▶ **STATED GOAL**
Repeat the whole listing exactly.

▶ **EXTRACTED MATERIAL**
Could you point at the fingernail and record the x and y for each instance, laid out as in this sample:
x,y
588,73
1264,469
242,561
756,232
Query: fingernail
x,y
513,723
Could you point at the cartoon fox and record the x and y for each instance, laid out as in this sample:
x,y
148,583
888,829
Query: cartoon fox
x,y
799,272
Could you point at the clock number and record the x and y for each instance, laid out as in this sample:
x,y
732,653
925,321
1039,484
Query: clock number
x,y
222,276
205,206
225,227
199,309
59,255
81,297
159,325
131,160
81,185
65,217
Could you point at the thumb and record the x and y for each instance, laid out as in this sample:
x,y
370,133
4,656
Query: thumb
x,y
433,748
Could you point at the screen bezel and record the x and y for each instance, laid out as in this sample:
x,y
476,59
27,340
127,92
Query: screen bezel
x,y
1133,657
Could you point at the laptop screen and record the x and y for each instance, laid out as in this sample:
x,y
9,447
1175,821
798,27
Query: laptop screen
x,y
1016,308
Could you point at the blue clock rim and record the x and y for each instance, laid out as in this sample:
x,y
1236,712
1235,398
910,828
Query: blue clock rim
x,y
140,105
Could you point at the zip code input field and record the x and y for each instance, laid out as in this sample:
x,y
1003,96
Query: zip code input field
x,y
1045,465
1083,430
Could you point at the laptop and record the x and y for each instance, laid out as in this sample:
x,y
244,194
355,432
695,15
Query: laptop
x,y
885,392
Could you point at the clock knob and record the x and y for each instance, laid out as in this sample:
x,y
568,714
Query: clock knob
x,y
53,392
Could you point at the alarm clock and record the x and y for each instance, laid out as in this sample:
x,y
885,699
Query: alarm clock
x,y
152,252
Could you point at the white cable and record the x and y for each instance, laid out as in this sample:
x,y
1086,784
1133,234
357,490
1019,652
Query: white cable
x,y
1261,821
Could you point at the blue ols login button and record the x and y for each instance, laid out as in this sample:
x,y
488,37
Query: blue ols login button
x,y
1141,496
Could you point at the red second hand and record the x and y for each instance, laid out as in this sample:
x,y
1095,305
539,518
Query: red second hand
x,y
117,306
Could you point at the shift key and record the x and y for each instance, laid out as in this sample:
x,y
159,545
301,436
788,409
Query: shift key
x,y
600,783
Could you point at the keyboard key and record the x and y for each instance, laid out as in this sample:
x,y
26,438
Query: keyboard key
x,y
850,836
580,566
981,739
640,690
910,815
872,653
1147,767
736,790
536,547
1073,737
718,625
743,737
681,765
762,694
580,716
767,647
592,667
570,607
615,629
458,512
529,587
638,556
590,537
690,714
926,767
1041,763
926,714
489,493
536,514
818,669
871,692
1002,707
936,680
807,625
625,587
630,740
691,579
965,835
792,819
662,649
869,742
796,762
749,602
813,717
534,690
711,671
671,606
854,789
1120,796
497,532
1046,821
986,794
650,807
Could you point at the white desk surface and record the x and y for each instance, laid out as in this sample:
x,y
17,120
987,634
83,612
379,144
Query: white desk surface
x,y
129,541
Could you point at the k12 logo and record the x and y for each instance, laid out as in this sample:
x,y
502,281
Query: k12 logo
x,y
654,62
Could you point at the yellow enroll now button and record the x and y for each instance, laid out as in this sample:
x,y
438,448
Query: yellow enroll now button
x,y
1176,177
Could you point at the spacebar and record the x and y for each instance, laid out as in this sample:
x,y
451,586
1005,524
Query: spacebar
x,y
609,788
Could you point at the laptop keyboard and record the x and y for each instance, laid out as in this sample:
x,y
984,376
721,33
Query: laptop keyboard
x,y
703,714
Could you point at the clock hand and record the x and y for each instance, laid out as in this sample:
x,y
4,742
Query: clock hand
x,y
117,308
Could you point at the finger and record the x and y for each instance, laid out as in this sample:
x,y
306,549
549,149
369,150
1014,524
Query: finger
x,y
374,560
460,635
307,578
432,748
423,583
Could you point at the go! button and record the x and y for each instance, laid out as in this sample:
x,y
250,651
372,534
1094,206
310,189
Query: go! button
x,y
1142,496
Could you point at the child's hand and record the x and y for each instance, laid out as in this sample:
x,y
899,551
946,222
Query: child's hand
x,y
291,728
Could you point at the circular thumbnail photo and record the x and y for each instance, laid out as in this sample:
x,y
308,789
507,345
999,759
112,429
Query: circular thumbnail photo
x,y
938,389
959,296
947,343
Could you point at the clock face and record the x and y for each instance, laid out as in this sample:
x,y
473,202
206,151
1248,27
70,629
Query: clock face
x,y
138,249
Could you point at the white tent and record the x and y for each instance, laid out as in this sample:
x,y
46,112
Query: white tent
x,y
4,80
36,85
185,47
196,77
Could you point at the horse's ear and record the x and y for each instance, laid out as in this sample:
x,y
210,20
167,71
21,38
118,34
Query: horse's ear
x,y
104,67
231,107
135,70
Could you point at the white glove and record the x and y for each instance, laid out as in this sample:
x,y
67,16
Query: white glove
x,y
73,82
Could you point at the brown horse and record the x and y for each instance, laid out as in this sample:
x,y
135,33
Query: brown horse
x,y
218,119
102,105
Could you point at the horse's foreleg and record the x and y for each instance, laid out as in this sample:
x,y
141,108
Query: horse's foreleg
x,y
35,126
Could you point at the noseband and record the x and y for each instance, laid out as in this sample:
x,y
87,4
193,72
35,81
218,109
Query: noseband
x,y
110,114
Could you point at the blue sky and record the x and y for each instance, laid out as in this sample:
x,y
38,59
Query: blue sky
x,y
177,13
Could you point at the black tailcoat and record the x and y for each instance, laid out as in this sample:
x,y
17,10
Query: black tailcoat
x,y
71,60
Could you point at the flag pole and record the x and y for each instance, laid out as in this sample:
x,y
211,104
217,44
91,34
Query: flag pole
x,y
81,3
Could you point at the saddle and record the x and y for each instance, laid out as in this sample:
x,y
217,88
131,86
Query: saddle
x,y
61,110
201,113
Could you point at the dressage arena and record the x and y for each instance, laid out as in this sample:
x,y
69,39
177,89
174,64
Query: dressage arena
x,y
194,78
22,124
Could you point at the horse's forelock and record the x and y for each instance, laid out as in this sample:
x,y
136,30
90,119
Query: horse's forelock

▶ **OUTPUT OF THE TASK**
Could you point at the fingernail and record the x and y for each instance, laid out as in this sample:
x,y
588,73
1264,469
242,561
756,232
Query: fingernail
x,y
513,723
Could you point at the cartoon fox and record the x and y for each instance, laid out as in this sample:
x,y
148,583
888,829
Query: cartoon fox
x,y
799,272
Could you point at the clock number and record the x and y for each instance, laid out as in this sample:
x,y
732,653
925,321
1039,484
Query: clock number
x,y
222,276
205,206
225,227
199,309
59,255
81,297
159,325
131,160
81,185
65,217
Could you point at the thumb and record the x and y for each instance, laid out as in this sample:
x,y
370,133
4,656
Query: thumb
x,y
433,748
Could you point at the screen bezel and record the x and y for each instance, laid out as in this sample:
x,y
476,59
27,340
127,92
Query: screen bezel
x,y
1133,657
Could you point at the laptop screen and record the x and y for each instance, laid out as in this sample:
x,y
9,447
1175,821
798,27
Query: laptop screen
x,y
1016,308
Could you point at the blue clock rim and record the x and y for each instance, laid out as in this sample:
x,y
1236,712
1235,398
910,828
Query: blue clock rim
x,y
140,105
Could you point at the zip code input field and record the x and y for each instance, laid out as in this sample:
x,y
1003,96
Query: zip code input field
x,y
1045,465
1083,430
Could you point at the laptop and record the x and y for each instance, laid out as in this sample:
x,y
244,194
355,432
695,15
Query: laptop
x,y
885,392
Could you point at the clock knob and record the x and y for each instance, laid out as in this sample:
x,y
568,714
Query: clock knob
x,y
53,392
Could you point at the alarm clock and record the x and y for each instance, laid out as in this sample:
x,y
885,699
Query: alarm clock
x,y
152,252
Could you point at the white cable and record the x and y for each instance, laid out as in this sample:
x,y
1086,784
1133,234
357,490
1019,652
Query: white cable
x,y
1261,821
Could you point at the blue ols login button and record the x and y for each instance, laid out as in this sample:
x,y
488,37
Query: blue ols login button
x,y
1141,496
Could you point at the red second hand and record the x and y for each instance, laid out as in this sample:
x,y
1095,305
539,518
Query: red second hand
x,y
117,306
Could you point at the shift key and record the x and y for each instance, laid out as in this sample:
x,y
159,545
301,436
788,409
Query: shift key
x,y
600,783
Could you point at the keyboard key and record the x and y for each instance, laid out as in this sample:
x,y
26,438
Query: keyboard key
x,y
850,836
580,566
981,739
640,690
910,815
872,653
1147,767
736,790
536,547
1073,737
718,625
743,737
681,765
762,694
580,716
767,647
592,667
570,607
615,629
458,512
529,587
638,556
590,537
690,714
926,767
1041,763
926,714
489,493
536,514
818,669
871,692
1002,707
936,680
807,625
625,587
630,740
691,579
965,835
792,819
662,649
869,742
796,762
749,602
813,717
534,690
711,671
671,606
854,789
1120,796
497,532
1046,821
986,794
650,807
Could you point at the white desk surface and record the x and y for each instance, laid out as in this sample:
x,y
17,120
987,634
83,612
379,144
Query: white desk surface
x,y
129,541
Could you point at the k12 logo and record the x and y for each instance, laid out as in this sample:
x,y
502,281
Query: k12 logo
x,y
654,62
Could you point at the yellow enroll now button and record the x and y for each instance, laid out as in this sample:
x,y
438,448
Query: yellow enroll now button
x,y
1176,177
Could you point at the spacebar and record the x and y for each instance, laid out as in this sample:
x,y
451,586
1005,524
Query: spacebar
x,y
609,788
Could you point at the laptop keyboard and record the x and y for each instance, laid out as in this sample:
x,y
984,376
721,33
Query: laptop keyboard
x,y
703,714
Could you point at the clock hand and record the x and y for each instance, laid out as in this sample:
x,y
4,742
Query: clock hand
x,y
117,308
Could you point at the finger and record the x and y for each instance, laid out as in this sample:
x,y
306,549
549,149
369,150
1014,524
Query: finger
x,y
374,560
460,635
307,578
432,748
423,583
Could you point at the go! button and record the x and y for each instance, laid out as in this sample:
x,y
250,651
372,534
1094,206
310,189
Query: go! button
x,y
1142,496
Could you point at the child's hand and record the x and y for each instance, laid out as in this sample:
x,y
899,551
946,222
Query: child's hand
x,y
291,728
Could you point at the circular thumbnail photo and record the x and y for each instance, laid out as in this sample:
x,y
308,789
507,345
999,759
112,429
Query: circular thumbnail photo
x,y
938,389
959,296
947,343
Could you point at the clock face and record the x and y for each instance, laid out as in this sample:
x,y
473,202
206,151
1248,27
70,629
Query: clock face
x,y
138,249
Could you point at the white tent and record the x and y for each instance, laid out as in this sample:
x,y
46,112
Query: white tent
x,y
4,80
36,85
185,47
196,77
Could you point at the horse's ear and record the x and y for each instance, laid out as in this sample:
x,y
210,20
167,71
21,38
118,34
Query: horse's ear
x,y
104,67
231,107
135,70
Could you point at the white glove and record the x and y for each instance, laid out as in this sample:
x,y
67,16
Query: white glove
x,y
73,82
Could you point at the brown horse and record the x and y for each instance, laid out as in this sample:
x,y
135,33
Query: brown horse
x,y
218,119
102,105
Could you point at the horse's foreleg and record the x and y for each instance, laid out as in this sample:
x,y
141,108
Query: horse's foreleg
x,y
35,126
Could you point at the noseband and record the x and y for each instance, laid out as in this sample:
x,y
87,4
193,72
35,81
218,109
Query: noseband
x,y
110,114
Could you point at the blue sky and record the x and y for each instance, laid out as in this sample:
x,y
38,59
Query: blue sky
x,y
177,13
Could you point at the black tailcoat and record the x and y for each instance, laid out as in this sample:
x,y
17,10
Query: black tailcoat
x,y
71,60
Could you point at the flag pole and record the x and y for each instance, laid out as in this sample:
x,y
211,104
217,44
91,34
Query: flag pole
x,y
81,3
Could you point at the saddle and record the x and y for each instance, laid out as in this sample:
x,y
217,88
131,86
Query: saddle
x,y
61,110
201,113
Could you point at the dressage arena and record the x and y for each instance, laid out as in this sample:
x,y
69,39
177,89
174,64
Query: dressage arena
x,y
194,78
22,124
Could you point at the horse's forelock and record the x and y for each instance, laid out as in this sample:
x,y
136,30
90,119
Query: horse's forelock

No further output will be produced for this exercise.